#### [EXERCISE BRIEF]
Pick out every line in the listing below that contains the word "tower", and copy each of those lines in full.

#### [TASK DATA]
____

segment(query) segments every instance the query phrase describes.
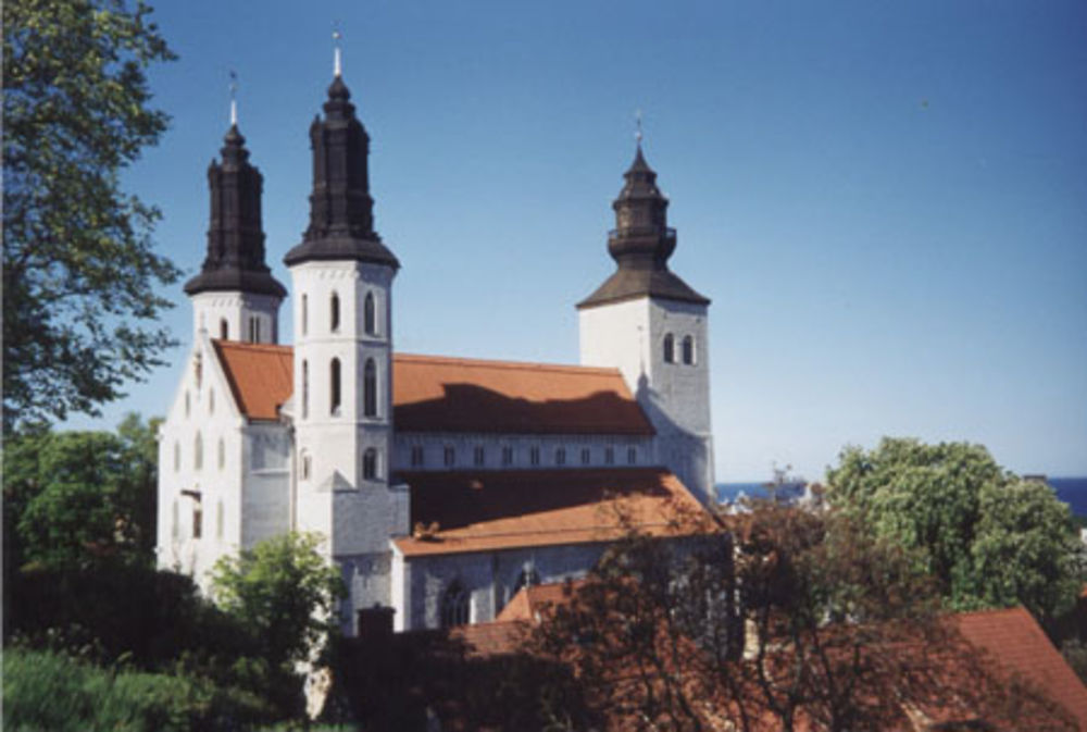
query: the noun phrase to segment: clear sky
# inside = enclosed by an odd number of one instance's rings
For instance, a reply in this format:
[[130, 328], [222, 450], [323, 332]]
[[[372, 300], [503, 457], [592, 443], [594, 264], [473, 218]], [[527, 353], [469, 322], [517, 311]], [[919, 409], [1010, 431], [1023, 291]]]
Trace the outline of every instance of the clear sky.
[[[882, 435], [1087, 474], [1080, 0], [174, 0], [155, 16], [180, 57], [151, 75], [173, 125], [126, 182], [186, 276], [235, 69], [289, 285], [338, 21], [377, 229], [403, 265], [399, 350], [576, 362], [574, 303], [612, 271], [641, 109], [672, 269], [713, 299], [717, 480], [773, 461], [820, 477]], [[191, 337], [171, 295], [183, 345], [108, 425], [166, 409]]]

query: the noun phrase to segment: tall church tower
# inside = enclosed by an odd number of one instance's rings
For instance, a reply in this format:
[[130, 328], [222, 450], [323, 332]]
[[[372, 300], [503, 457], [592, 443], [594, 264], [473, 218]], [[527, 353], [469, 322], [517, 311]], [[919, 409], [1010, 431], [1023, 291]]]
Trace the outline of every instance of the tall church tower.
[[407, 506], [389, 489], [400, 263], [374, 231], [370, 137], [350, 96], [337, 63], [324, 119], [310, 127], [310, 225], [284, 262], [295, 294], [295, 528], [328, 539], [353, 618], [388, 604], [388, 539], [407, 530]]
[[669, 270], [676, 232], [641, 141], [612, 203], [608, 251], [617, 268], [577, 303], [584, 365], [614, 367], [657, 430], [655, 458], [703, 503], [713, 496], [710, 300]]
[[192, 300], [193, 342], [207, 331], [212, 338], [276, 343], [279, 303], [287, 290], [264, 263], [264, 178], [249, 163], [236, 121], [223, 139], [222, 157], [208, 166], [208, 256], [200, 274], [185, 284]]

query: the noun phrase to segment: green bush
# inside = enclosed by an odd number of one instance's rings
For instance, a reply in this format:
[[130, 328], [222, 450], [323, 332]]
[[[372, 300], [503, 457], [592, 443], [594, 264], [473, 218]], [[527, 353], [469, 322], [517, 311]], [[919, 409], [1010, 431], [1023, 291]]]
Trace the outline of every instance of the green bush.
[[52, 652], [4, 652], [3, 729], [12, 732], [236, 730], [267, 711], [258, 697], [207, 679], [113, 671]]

____

#### [SOLUTION FOR THIS EXERCISE]
query: the noun phrase to segment: tall church tower
Trace the outline of every instance of the tall church tower.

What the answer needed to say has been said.